**Complete the following**
A. Please reproduce the part of the Huttu Habbada Shubhashayagalu film page between "2021 Indian Kannada crime thriller" and "by Abhilash Kalathi.", inclusive.
B. Carry on the text about the film Huttu Habbada Shubhashayagalu from its last sentence.

**Page excerpt**
- Release Poster
- Directed by: Nagraj Bethur
- Written by: Venu Hasrali, Prasanna V.M
- Story by: Prasanna V.M.
- Produced by: T R Chandrashekhar
- Starring: Diganth Kavitha Gowda
- Cinematography: Abhilash Kalathi
- Edited by: Srikanth Shroff
- Music by: Sridhar V. Sambhram
- Production company: Crystal Park Cinemas
- Distributed by: Crystal park Cinemas
- Release date: 31 December 2021;
- Running time: 135 minutes
- Country: India
- Language: Kannada

= Huttu Habbada Shubhashayagalu =

2021 Indian Kannada crime thriller film

Huttu Habbada Shubhashayagalu is a 2021 Indian Kannada crime-thriller film written by Prasanna and directed by debut director Nagaraj Bethur. Produced by TR Chandrashekhar under the banner Crystal Park Cinemas, it features Diganth and Kavitha Gowda in lead roles, with a supporting cast including Madenur Manu, Sujay Shastri, and Ajay. The score and soundtrack for the film is by Sridhar V Sambhram and the cinematography by Abhilash Kalathi.

**Provided records**
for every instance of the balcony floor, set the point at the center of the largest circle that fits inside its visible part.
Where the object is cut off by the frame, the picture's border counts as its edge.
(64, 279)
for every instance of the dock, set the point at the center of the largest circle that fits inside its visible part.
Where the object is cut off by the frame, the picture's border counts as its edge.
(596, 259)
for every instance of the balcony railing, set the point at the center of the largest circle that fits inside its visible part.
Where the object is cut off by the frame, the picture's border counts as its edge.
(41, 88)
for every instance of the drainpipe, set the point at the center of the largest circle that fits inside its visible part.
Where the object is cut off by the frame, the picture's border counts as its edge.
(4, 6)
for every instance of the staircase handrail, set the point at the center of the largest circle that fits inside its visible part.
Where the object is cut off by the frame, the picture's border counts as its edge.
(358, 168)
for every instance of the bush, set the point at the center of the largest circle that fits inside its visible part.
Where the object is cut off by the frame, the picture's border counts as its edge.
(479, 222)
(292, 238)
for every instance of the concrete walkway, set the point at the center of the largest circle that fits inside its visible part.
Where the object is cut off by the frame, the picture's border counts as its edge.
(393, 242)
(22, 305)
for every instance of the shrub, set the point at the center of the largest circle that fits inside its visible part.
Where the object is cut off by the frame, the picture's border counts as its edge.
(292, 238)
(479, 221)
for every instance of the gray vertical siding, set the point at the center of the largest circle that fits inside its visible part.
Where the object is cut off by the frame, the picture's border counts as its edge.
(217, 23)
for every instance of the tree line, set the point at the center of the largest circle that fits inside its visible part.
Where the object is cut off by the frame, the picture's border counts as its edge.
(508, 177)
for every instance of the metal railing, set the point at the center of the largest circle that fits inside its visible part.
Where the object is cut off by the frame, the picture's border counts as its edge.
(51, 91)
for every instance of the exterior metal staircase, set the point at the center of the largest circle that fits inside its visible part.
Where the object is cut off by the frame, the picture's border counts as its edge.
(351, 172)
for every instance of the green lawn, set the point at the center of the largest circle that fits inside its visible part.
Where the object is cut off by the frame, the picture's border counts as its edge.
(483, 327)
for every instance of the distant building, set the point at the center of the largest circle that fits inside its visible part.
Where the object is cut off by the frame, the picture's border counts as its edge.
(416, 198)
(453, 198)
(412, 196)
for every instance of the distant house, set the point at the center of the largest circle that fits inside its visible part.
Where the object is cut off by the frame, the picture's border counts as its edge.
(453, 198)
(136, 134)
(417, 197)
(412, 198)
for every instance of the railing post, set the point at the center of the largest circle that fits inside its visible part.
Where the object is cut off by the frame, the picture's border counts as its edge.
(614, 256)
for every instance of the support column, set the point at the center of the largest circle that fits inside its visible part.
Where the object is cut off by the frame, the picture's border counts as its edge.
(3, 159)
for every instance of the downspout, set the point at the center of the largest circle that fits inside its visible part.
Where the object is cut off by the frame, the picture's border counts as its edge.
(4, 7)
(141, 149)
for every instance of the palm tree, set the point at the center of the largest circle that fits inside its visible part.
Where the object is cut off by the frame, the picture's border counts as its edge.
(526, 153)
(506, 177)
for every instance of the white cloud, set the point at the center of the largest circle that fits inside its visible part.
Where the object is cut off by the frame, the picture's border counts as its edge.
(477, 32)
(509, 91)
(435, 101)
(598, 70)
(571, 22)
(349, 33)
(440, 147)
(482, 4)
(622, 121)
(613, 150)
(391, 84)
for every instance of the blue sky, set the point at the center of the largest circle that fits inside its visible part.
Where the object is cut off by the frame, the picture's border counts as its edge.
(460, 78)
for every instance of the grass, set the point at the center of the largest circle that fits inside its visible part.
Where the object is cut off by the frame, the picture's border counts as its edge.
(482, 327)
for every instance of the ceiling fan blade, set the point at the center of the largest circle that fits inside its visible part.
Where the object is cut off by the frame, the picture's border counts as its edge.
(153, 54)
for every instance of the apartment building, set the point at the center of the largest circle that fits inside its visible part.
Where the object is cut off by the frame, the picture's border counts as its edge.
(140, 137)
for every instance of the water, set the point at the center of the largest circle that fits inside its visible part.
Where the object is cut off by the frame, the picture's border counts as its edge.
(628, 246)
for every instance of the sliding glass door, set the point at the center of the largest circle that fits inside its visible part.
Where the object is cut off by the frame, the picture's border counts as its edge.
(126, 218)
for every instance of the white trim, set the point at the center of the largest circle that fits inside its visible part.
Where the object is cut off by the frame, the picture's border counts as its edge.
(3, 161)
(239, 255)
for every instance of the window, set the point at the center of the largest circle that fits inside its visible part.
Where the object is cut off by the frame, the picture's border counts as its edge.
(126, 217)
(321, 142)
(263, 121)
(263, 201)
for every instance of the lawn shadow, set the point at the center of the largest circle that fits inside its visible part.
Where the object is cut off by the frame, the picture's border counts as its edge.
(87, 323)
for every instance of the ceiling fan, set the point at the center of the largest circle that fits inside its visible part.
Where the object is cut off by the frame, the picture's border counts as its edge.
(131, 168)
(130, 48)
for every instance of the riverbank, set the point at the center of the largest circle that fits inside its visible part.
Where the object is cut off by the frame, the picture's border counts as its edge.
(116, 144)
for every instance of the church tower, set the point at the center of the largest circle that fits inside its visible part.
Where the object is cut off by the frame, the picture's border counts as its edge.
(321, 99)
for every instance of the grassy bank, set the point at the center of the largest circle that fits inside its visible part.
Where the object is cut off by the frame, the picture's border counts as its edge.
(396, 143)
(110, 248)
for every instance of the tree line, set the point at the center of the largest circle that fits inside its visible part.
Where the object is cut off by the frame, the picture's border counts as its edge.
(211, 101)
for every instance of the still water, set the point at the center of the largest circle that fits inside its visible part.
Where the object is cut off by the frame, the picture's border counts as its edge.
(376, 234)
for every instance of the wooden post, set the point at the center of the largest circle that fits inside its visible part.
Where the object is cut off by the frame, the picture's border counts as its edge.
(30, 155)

**Answers to the problems**
A.
2021 Indian Kannada crime thriller film

Huttu Habbada Shubhashayagalu is a 2021 Indian Kannada crime-thriller film written by Prasanna and directed by debut director Nagaraj Bethur. Produced by TR Chandrashekhar under the banner Crystal Park Cinemas, it features Diganth and Kavitha Gowda in lead roles, with a supporting cast including Madenur Manu, Sujay Shastri, and Ajay. The score and soundtrack for the film is by Sridhar V Sambhram and the cinematography by Abhilash Kalathi.

B.
== Production ==
Filming started on 10 May 2019, performing its muhurta in a temple at Bengaluru. Diganth Manchale was on board to play the lead character, but the team cast Kavitha Gowda. This was her third collaboration with the production house. The film was shot in and around Bengaluru mainly at a resort, and wrapped on 31 January 2020.

== Soundtrack ==

Sridhar V Sambhram composed the film's background score and the soundtracks. The music rights were acquired by Crystal Music.

Tracklist
| No. | Title | Lyrics | Singer(s) | Length |
|---|---|---|---|---|
| 1. | "Yenne Hodedhare Aparadha" | Yogaraj Bhat | Shashank Sheshagiri, Impana Jeyaraj, Aishwarya Mahesh | 3:14 |
| Total length: |  |  |  | 3:14 |

== Release ==
The first poster for the film featuring Diganth was released on 28 October 2019, coinciding with the Deepavali festival. The film's teaser was released on 5 March 2021, and a party song was released on 10 December 2021. The trailer of the film was released on 23 December 2021 by actor Upendra. The film was initially slated to release in Summer 2021 but owing to the COVID-19 pandemic the release was pushed to 31 December 2021.